What you will do: Locate all lines in the data below that hold "find" and show them.

Provided data:
****

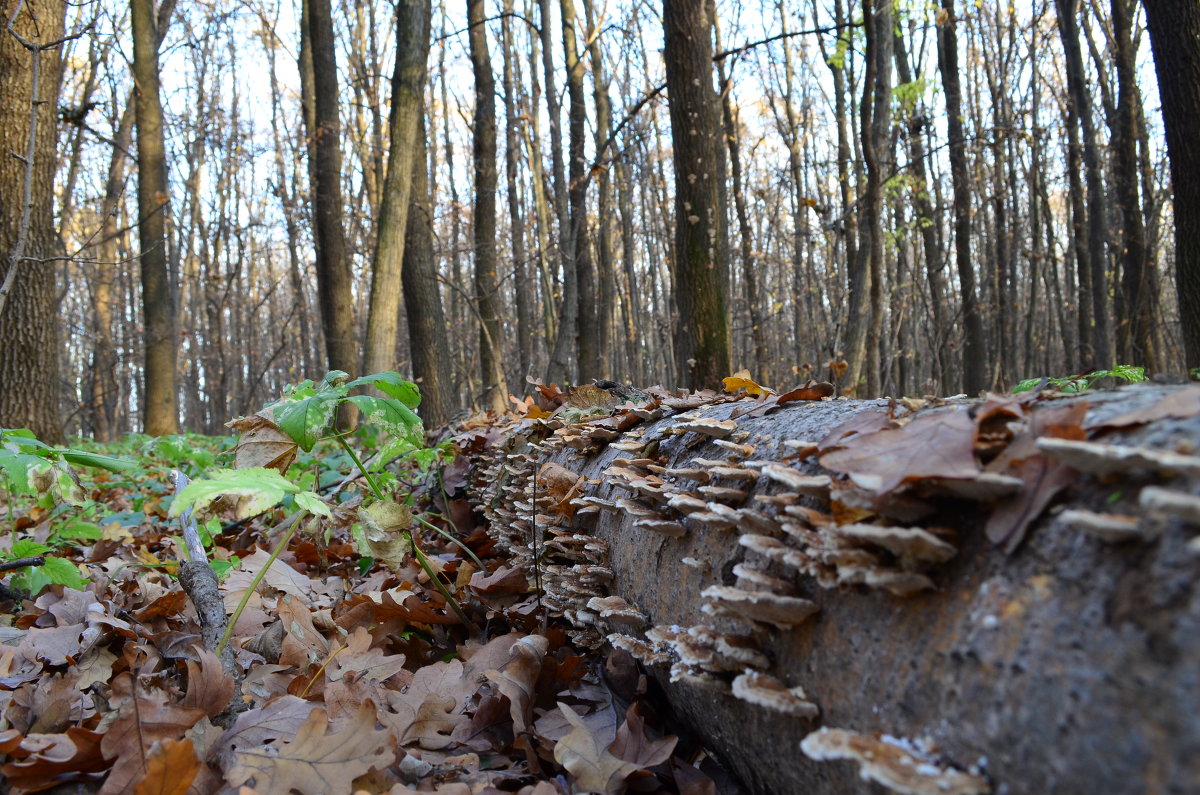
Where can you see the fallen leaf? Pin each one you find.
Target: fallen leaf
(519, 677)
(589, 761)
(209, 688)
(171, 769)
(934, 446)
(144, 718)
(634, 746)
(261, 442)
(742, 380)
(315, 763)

****

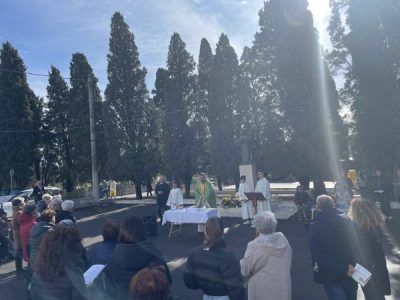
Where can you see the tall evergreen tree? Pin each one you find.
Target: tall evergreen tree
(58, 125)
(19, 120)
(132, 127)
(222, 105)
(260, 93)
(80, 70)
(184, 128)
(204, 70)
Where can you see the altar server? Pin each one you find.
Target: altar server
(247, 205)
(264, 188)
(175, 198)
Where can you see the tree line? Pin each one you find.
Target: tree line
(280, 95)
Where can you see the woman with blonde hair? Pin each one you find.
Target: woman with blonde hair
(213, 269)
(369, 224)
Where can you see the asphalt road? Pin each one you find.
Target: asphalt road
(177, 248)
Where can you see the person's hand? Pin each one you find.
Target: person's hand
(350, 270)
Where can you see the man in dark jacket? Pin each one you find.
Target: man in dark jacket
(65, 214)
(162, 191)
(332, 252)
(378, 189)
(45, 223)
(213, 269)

****

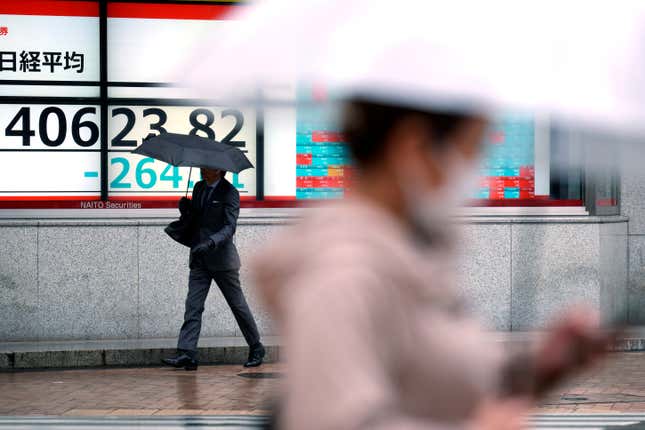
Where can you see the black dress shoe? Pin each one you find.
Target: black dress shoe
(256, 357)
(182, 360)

****

Your solution:
Where can you see the fallen leaf? Pin each one you find.
Where can you see the tall evergreen tree? Pin each one you find.
Where can you see the altar server? Pin each one you find.
Where can you see the tree line? Pin each one you find.
Where can you see the woman with blonde hair? Pin each one you find.
Where can you see the asphalt road? Pin each one you find.
Where can you see the person's hand? Pin each one you find.
Where can you see the man in dark jacket? Pin each one you find.
Where can you see the black dress shoe? Pin each one you find.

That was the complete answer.